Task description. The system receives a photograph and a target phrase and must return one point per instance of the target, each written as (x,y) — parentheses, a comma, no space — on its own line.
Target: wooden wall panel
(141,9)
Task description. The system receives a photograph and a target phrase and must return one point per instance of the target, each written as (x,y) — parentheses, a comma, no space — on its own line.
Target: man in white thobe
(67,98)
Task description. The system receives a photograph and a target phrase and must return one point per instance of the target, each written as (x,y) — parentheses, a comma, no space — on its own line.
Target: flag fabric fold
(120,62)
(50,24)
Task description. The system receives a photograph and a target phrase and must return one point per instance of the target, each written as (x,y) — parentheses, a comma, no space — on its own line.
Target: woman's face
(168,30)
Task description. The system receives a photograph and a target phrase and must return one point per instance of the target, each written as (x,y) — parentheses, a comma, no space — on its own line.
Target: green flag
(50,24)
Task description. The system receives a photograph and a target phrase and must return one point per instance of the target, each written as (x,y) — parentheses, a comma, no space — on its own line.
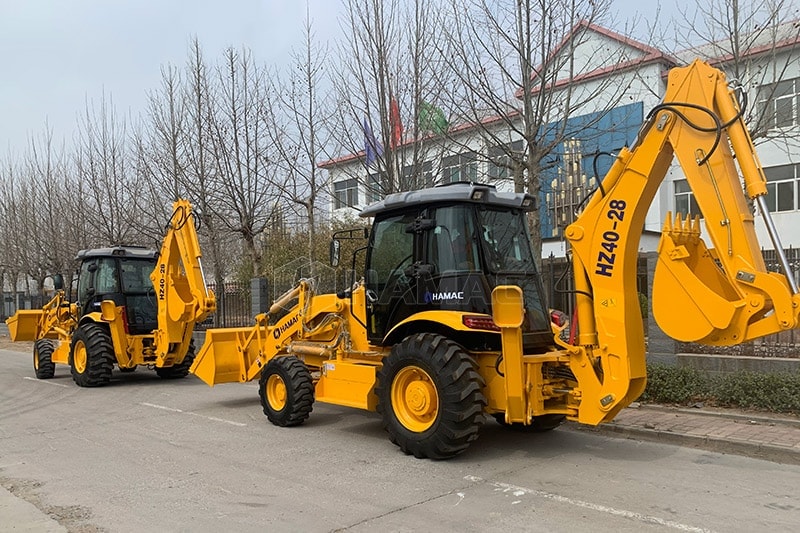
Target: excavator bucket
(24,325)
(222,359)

--

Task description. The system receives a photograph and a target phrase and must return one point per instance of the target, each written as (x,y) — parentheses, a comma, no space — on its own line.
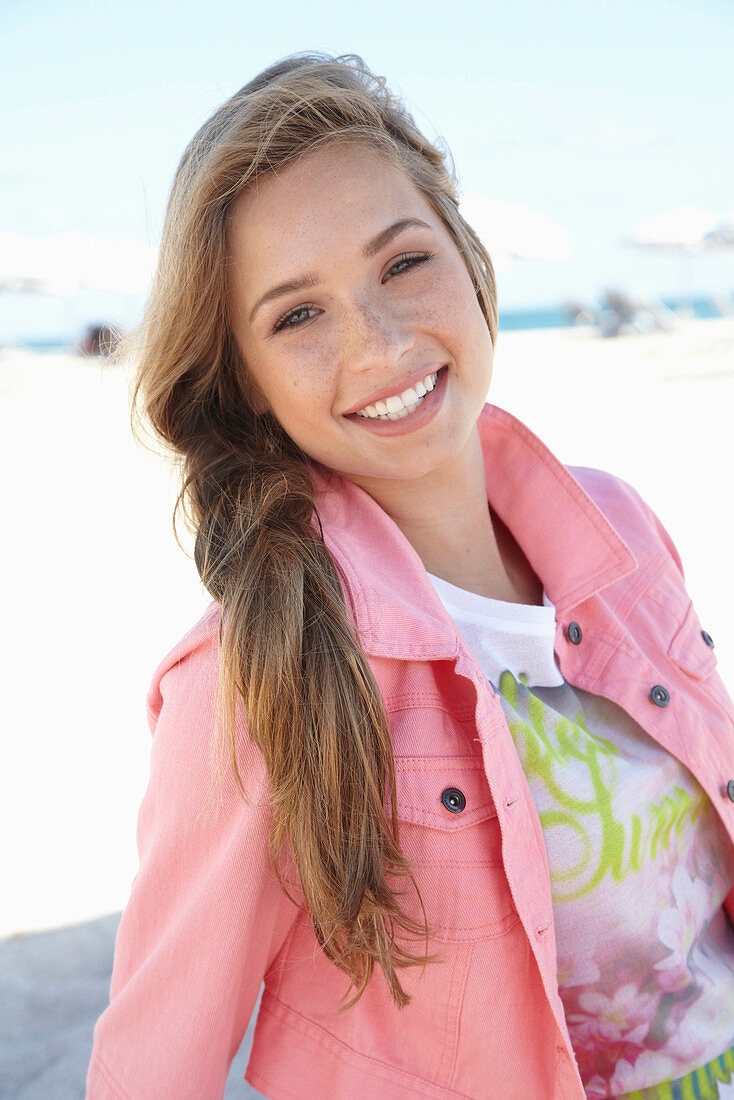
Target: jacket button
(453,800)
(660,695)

==

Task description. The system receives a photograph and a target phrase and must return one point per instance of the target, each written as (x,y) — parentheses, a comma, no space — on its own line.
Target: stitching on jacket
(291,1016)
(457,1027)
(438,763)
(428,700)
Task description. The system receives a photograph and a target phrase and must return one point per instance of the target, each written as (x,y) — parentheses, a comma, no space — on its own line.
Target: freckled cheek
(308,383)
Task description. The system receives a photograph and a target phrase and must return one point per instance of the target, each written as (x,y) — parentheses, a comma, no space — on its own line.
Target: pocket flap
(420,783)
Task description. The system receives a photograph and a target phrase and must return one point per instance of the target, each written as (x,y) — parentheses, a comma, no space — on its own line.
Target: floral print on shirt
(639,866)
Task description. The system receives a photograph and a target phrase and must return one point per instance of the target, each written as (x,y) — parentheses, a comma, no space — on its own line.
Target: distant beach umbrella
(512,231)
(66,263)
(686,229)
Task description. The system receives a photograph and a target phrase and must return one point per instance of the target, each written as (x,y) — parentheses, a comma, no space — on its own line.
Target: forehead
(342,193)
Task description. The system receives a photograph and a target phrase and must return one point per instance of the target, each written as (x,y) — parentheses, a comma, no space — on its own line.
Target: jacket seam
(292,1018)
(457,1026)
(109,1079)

_GIVEN INSTRUCTION:_
Return each line of the items above that contains the word "flag", copying every such line in full.

_SOLUTION TO THIS PROBLEM:_
Target: flag fabric fold
Target: green flag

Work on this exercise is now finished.